▶ _Provided entries_:

§ §

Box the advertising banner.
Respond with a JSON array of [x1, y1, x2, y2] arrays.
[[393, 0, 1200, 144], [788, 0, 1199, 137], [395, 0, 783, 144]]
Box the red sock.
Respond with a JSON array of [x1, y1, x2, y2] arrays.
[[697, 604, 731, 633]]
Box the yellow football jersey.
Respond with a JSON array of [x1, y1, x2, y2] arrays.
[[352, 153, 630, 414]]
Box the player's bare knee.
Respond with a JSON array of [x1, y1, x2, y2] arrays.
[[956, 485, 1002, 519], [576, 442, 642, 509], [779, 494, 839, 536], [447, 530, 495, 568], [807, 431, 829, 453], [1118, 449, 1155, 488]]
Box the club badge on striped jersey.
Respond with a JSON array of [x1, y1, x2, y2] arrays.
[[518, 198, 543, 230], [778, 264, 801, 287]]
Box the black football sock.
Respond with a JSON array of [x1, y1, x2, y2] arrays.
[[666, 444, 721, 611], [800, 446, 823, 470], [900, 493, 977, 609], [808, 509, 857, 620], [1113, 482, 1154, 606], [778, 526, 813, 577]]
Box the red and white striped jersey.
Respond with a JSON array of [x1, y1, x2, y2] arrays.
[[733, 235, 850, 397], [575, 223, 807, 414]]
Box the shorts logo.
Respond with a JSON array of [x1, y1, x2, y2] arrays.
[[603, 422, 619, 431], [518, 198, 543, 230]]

§ §

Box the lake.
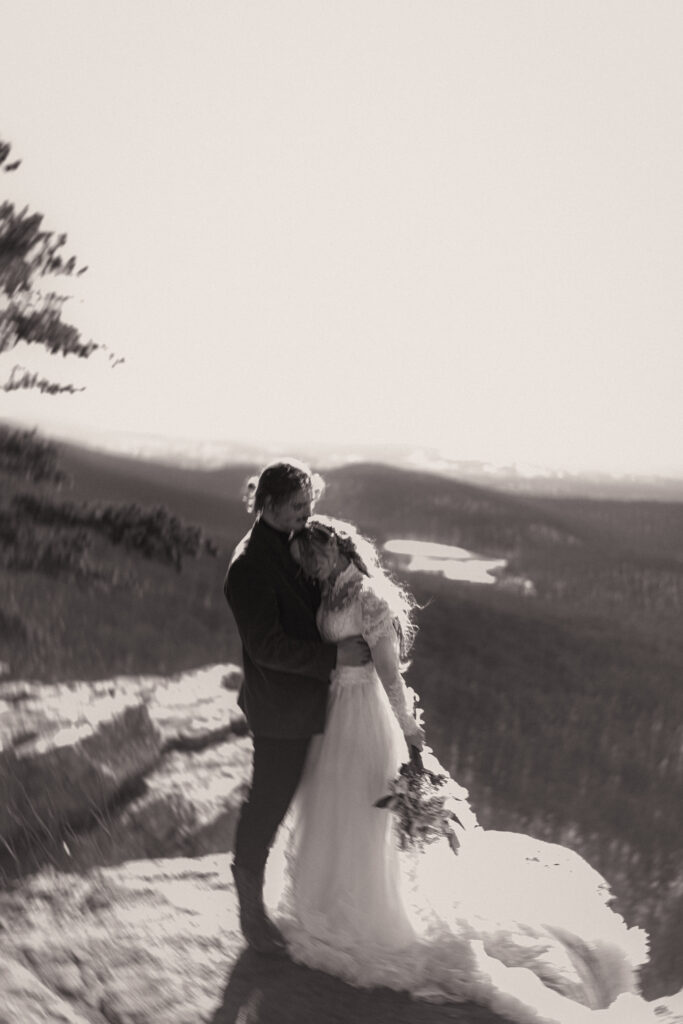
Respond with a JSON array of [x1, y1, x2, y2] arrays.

§ §

▶ _Try it_: Above are the records; copy exactly the lines from the line with "Box the advertising banner." through the line with "Box the black football sock.", both included.

▶ _Task solution_:
Box the advertising banner.
Respond with a JSON array of [x1, y1, x2, y2] arrays.
[[393, 0, 1200, 144], [788, 0, 1199, 137], [395, 0, 783, 144]]
Box the red sock.
Respond with a JSON array of [x1, y1, x2, y2] arrays.
[[697, 604, 731, 633]]
Box the yellow football jersey.
Respond with a JSON array of [x1, y1, x2, y2] arrays.
[[352, 153, 630, 414]]
Box the player's bare knee.
Respond with a JSON array of [x1, y1, x2, y2] arrays.
[[956, 485, 1002, 519], [576, 442, 642, 509], [779, 494, 839, 536], [447, 530, 495, 568], [807, 431, 829, 453], [1118, 449, 1155, 488]]
Box the club badge on striped jersey.
Respond with a JSON array of [x1, y1, x2, y2] arrays.
[[518, 198, 543, 230], [778, 264, 801, 287]]
Box the black football sock.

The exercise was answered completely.